#### WHAT YOU WILL DO:
A faithful transcript of all the lines below, with no pictures, is the goal here.

Collected data:
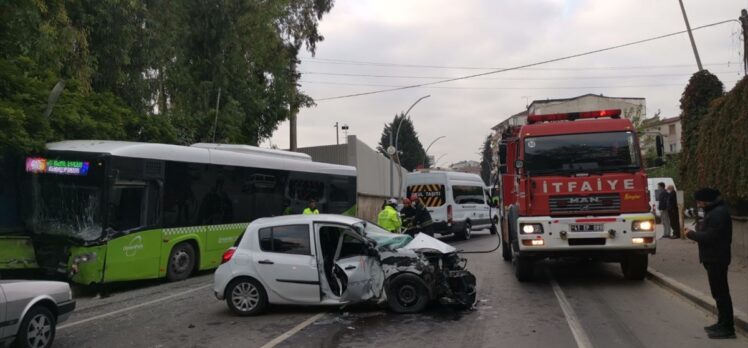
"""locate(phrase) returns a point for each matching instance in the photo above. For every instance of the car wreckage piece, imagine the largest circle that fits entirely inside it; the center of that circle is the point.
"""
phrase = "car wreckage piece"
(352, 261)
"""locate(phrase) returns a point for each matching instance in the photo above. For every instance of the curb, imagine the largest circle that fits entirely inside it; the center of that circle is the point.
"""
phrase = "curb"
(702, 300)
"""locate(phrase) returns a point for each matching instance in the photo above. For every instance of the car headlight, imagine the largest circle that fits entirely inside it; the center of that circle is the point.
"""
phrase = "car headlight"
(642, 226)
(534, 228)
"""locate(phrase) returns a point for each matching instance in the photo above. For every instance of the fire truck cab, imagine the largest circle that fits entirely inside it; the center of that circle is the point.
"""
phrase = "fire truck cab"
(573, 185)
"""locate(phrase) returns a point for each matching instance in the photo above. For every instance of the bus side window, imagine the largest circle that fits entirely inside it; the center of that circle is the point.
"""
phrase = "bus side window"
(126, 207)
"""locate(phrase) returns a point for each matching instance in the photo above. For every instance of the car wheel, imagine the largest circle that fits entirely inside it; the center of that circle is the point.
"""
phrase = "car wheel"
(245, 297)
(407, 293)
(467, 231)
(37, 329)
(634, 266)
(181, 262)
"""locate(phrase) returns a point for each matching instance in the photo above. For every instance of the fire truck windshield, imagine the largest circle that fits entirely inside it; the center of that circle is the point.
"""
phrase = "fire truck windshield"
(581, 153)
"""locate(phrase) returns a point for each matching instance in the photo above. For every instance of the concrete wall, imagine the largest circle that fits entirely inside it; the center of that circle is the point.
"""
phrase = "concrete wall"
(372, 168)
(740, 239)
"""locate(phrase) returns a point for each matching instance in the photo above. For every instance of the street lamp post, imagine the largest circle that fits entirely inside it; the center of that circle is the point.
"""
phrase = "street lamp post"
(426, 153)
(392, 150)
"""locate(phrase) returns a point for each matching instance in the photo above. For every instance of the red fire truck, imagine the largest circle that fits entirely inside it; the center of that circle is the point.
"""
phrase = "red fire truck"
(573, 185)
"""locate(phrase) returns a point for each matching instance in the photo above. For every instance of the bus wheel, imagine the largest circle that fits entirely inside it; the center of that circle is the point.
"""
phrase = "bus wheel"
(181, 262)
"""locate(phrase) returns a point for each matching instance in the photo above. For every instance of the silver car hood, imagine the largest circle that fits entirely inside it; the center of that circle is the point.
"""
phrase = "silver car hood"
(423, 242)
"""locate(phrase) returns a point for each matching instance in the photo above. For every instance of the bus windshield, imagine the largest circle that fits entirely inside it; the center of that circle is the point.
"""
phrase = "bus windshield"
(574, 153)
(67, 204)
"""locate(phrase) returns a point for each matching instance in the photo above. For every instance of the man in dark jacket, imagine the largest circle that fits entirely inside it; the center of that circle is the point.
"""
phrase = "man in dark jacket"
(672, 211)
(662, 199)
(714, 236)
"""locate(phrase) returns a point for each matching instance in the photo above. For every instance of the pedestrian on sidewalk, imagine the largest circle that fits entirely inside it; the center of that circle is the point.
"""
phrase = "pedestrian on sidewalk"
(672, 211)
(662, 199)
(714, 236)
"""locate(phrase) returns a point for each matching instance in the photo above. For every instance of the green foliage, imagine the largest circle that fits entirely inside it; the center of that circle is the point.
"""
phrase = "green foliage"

#### TASK OUTPUT:
"""locate(phrase) returns a point for each matching instance in the photo above. For every instance of the car wreckage piece, imagine the largest circle that fits entirely inside it; the center of that circle is the point.
"""
phrase = "car wreckage piece"
(352, 261)
"""locate(phrase) returns a point for each matching instance in the photo above. For every instance of the curb, imagine the largest circle that fits entirely inside it; the center of that circle is the point.
"""
phrase = "curb"
(702, 300)
"""locate(phrase) returns a point for each matching instance in the photo above. For every instance of the car headlight, imagine the largest circle that fits entirely inside it; the center of that circle is the point.
"""
phrase = "car headlight"
(642, 226)
(534, 228)
"""locate(phrase) returns a point for each matching instance in the photo above. For every instance of the fire truck cab, imagine the largest circle that fits entirely inside it; the center of that circle is the point.
"""
phrase = "fire truck cab"
(573, 185)
"""locate(phrase) returns a point for each matching instance in the photo above. For every instance of the bus side window, imagine the largest circle that fits entirely inside it; the center of that circle is the point.
"""
phrase = "bus side window"
(126, 207)
"""locate(phrase) returns a point for each matching instance in the photo above. For every instance of the car wheel, imagine the largest circle that fits entirely inside it; the center of that circle is the point.
"""
phrase = "car wheel"
(245, 297)
(407, 293)
(467, 231)
(37, 329)
(634, 266)
(181, 262)
"""locate(phrase) returns a point for each matching instance in the photo above. For every instance of the fire truck windshield, imagine the largest circle that fits entirely inside it; the center of that circle is the point.
"""
phrase = "fire truck windshield"
(581, 153)
"""locate(phrase) returns a point for each matching instance in the photo above. For every instance of the concrete wall, imagine the largest circle that fits entirely inside it; the center of that circle is the point.
"""
phrase = "concrete wall"
(372, 168)
(740, 239)
"""locate(phrase) returns a point for each matching instance in the photo above. For every instance of the street lamp post, imagine the largest circle that fits entirely inside it; the center of that circle is the point.
"""
phrase = "street lamp post"
(426, 153)
(392, 150)
"""locate(phrase) returns a point for each matching instance in the photo above. For every instance of the red fire truck, imagine the largest circle that fits entirely inside it; the center of that circle is the point.
"""
phrase = "red fire truck"
(573, 185)
"""locate(phrase) returns a point for each matching instance in the photo above. For every instance of the bus wheel, imagine the largest circle that fits entirely inside it; the center of that circle is the point.
"""
phrase = "bus wheel"
(181, 262)
"""locate(phrase) returns a point for each matching instance in the photo above. For every instance of the silver car hood, imagine the largest circle that fits entirely inside it; the center of that circle is the point.
"""
phrase = "silver car hood"
(423, 242)
"""locate(phrase) returns a point for each matching instance in the photo above. For every instance of the bus windshield, imagine the largest circle that fits entirely inside it; the center of that circle is the point.
"""
phrase = "bus windshield"
(574, 153)
(67, 204)
"""locate(phrase) returns a point for each matching instance in the photo above. For every instance of the man in dark jacket, imagine the largest circle that fits entirely inside it; the center of that circle is the point.
"""
phrase = "man in dark jacket"
(672, 211)
(662, 199)
(714, 236)
"""locate(phrase) returns a point for each matching instance in the photo above. For every instance of the pedestrian on sidewalk, imagine the largest circle that fits entirely inside it; the center of that circle is the point.
"""
phrase = "pedestrian on sidewalk"
(672, 211)
(662, 199)
(714, 236)
"""locate(phrase) returns a point for each matching instance in the photo above. For every instance of the green foliage, imagine the largest circle that fits entirely inside it; the center of that circle is the point.
"""
phrase = "green foliage"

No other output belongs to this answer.